→ What to work on: Exact copies of all entries are needed. Pictures are to be left out.

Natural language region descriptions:
Content starts
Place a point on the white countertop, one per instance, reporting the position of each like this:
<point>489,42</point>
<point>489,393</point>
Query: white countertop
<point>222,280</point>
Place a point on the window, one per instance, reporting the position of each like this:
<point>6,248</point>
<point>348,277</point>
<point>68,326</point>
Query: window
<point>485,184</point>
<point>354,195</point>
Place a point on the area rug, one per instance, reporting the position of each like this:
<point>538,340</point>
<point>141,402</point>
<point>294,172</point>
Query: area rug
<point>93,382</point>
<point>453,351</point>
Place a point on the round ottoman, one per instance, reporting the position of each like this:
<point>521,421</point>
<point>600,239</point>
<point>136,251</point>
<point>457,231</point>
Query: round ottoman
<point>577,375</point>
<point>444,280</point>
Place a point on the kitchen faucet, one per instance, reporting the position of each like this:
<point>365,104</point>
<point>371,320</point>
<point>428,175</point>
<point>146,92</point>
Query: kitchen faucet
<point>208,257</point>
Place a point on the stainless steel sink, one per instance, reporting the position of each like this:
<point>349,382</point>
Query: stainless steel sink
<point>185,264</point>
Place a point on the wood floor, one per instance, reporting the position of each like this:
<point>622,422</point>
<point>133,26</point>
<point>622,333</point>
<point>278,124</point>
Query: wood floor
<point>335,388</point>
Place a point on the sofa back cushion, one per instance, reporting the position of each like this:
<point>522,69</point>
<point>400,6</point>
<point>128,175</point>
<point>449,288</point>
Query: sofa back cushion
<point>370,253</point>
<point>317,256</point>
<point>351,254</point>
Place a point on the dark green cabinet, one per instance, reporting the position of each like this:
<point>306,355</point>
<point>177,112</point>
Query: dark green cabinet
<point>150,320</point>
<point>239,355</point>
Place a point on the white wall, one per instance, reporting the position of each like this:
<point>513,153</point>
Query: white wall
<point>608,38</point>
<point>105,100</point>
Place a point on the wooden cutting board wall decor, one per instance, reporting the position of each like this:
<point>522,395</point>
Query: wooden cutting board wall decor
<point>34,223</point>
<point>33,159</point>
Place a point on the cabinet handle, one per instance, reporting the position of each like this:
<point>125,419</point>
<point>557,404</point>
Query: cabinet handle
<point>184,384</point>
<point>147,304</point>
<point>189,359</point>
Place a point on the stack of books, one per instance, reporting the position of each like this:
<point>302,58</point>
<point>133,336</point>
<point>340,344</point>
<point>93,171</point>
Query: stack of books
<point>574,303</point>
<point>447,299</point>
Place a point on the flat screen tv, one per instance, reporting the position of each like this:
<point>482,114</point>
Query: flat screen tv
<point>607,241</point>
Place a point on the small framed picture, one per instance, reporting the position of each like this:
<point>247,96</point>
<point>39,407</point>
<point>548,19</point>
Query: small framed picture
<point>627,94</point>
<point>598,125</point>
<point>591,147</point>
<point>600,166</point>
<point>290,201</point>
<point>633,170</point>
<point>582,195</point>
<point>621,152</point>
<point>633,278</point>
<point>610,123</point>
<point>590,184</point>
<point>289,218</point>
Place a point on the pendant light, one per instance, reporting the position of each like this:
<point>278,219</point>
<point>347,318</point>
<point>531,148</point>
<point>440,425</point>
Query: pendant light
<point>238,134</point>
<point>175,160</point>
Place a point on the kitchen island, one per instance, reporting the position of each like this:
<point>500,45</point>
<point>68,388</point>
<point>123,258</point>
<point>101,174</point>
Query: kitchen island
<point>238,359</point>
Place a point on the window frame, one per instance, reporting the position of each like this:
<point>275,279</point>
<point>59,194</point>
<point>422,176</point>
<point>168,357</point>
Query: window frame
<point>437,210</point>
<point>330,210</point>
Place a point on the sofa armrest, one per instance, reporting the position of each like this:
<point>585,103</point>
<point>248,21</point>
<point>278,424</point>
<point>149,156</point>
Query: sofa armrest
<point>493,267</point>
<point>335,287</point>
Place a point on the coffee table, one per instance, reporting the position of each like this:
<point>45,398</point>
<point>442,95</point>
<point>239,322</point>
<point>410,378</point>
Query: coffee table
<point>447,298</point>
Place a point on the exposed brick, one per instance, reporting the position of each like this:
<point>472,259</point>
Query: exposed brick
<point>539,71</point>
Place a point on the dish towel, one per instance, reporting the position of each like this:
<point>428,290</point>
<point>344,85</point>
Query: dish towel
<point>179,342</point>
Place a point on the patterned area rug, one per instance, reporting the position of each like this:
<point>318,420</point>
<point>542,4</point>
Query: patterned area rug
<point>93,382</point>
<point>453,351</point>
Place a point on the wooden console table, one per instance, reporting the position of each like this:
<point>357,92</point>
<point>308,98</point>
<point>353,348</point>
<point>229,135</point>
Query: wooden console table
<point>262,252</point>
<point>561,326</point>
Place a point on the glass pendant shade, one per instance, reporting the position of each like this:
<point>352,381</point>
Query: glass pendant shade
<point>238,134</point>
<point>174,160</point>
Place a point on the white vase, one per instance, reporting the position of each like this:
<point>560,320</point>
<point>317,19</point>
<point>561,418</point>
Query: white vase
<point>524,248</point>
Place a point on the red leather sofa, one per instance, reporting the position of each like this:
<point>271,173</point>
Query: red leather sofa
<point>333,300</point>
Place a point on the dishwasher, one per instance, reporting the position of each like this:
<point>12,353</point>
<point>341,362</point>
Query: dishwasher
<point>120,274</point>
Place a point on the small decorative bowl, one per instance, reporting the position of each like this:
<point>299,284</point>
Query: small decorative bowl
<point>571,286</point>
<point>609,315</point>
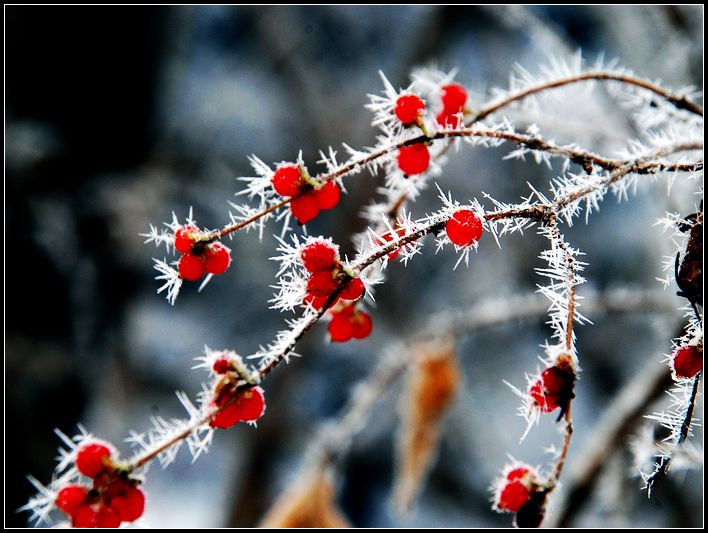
Content ends
→ Answer for this exercise:
Place a point on the white countertop, one per instance, reporting the position of each like this:
<point>489,42</point>
<point>489,393</point>
Query: white countertop
<point>222,280</point>
Place a point on the window, one per instance, reporting the position of each like this:
<point>6,248</point>
<point>348,277</point>
<point>68,326</point>
Query: window
<point>485,184</point>
<point>354,195</point>
Place a point on the area rug, one per instance, reporting the position of each like this:
<point>538,340</point>
<point>141,402</point>
<point>294,172</point>
Query: area rug
<point>93,382</point>
<point>453,351</point>
Place a point on the round ottoman, one per instance, reporting the position of each like this:
<point>521,421</point>
<point>600,239</point>
<point>136,251</point>
<point>457,231</point>
Query: round ottoman
<point>577,375</point>
<point>444,280</point>
Place a point on the kitchen faucet, one per instance, reporting the position of each like this:
<point>365,104</point>
<point>371,320</point>
<point>428,175</point>
<point>146,92</point>
Query: kitchen faucet
<point>208,257</point>
Place a point on the stainless steel sink, one per instance, reporting the position of each like this:
<point>349,382</point>
Query: stainless steel sink
<point>185,264</point>
Place a point on the wood floor, one per instance, reporting the position of each like this:
<point>622,422</point>
<point>133,26</point>
<point>622,333</point>
<point>278,124</point>
Query: wood floor
<point>335,388</point>
Place a point on the sofa back cushion, one per instance, reporting the position of each like this:
<point>522,69</point>
<point>400,6</point>
<point>128,175</point>
<point>449,288</point>
Query: sofa back cushion
<point>370,253</point>
<point>317,256</point>
<point>351,254</point>
Place a point on the dark green cabinet, one per instance, reporting the position of each like this:
<point>306,355</point>
<point>177,112</point>
Query: dark green cabinet
<point>150,320</point>
<point>239,355</point>
Place a point on the white wall, one per instance, reporting the position of each like this:
<point>513,153</point>
Query: white wall
<point>608,38</point>
<point>105,100</point>
Place a point on the wooden cutting board wall decor, one per instance, reporting the position of each like this:
<point>522,395</point>
Query: wooden cutting board wall decor
<point>34,223</point>
<point>33,159</point>
Place a point on the cabinet handle, one per instance, reporting the position of each like this:
<point>125,419</point>
<point>557,404</point>
Query: cabinet handle
<point>184,384</point>
<point>147,304</point>
<point>189,359</point>
Place a point on the stack of books, one per instance, reporting the position of each like this:
<point>302,58</point>
<point>133,336</point>
<point>340,344</point>
<point>93,171</point>
Query: stack of books
<point>574,303</point>
<point>447,299</point>
Place a point on the flat screen tv, one per instance, reporting the position of each like this:
<point>482,114</point>
Query: flat screen tv
<point>607,241</point>
Place a point on the small framed picture, one per instance, reporting the position of each like this:
<point>247,96</point>
<point>39,407</point>
<point>548,19</point>
Query: small framed picture
<point>627,94</point>
<point>598,125</point>
<point>591,147</point>
<point>600,166</point>
<point>290,201</point>
<point>633,170</point>
<point>582,195</point>
<point>621,152</point>
<point>633,278</point>
<point>610,123</point>
<point>590,184</point>
<point>289,218</point>
Place a point on the pendant light, one per instance, reporting the position of each like this:
<point>278,219</point>
<point>347,318</point>
<point>531,148</point>
<point>440,425</point>
Query: pendant light
<point>238,134</point>
<point>175,160</point>
Place a point on the kitchen island, one per instance, reporting the position of each like this:
<point>500,45</point>
<point>68,388</point>
<point>123,258</point>
<point>101,174</point>
Query: kitchen island
<point>238,359</point>
Place a point on the window frame, one per instance, reporting the position of each like this:
<point>275,279</point>
<point>59,194</point>
<point>422,176</point>
<point>168,357</point>
Query: window frame
<point>437,210</point>
<point>330,210</point>
Place a point on the sofa armrest, one per instance, reporting the position of each like this:
<point>585,103</point>
<point>248,21</point>
<point>278,424</point>
<point>149,156</point>
Query: sofa armrest
<point>493,267</point>
<point>335,287</point>
Place a point on the coffee table, one per instance, reporting the position of each like this:
<point>45,398</point>
<point>442,95</point>
<point>239,322</point>
<point>410,378</point>
Query: coffee table
<point>447,298</point>
Place a point on the exposed brick, one per instance, reporting the position of each like this:
<point>472,259</point>
Query: exposed brick
<point>539,71</point>
Place a point on the dish towel, one per instance, reporting the position of each like this:
<point>428,290</point>
<point>344,85</point>
Query: dish towel
<point>179,342</point>
Place a point on the patterned area rug, one per instance, reporting the position of each like this:
<point>318,420</point>
<point>542,4</point>
Query: patterned area rug
<point>93,382</point>
<point>453,351</point>
Place a point on the wooden console table, one per instance, reporting the position of each like this:
<point>357,92</point>
<point>308,98</point>
<point>353,348</point>
<point>229,135</point>
Query: wooden console table
<point>262,252</point>
<point>561,326</point>
Place a point on the glass pendant shade, one per instance, reporting the position of each like this:
<point>352,381</point>
Query: glass pendant shade
<point>238,134</point>
<point>174,160</point>
Place a point on the white vase, one per instance, reporting the position of each like this:
<point>560,320</point>
<point>317,19</point>
<point>561,418</point>
Query: white vase
<point>524,248</point>
Place a point on the red leather sofa, one per instance, reporting the position of each like this:
<point>271,173</point>
Query: red leather sofa
<point>333,300</point>
Place a point on the dishwasher, one per instance, reporting the position of each like this:
<point>12,353</point>
<point>341,362</point>
Query: dishwasher
<point>120,274</point>
Place a point on the small decorative bowl, one per instance, reporting the position of each like this:
<point>299,284</point>
Query: small decorative bowl
<point>571,286</point>
<point>609,315</point>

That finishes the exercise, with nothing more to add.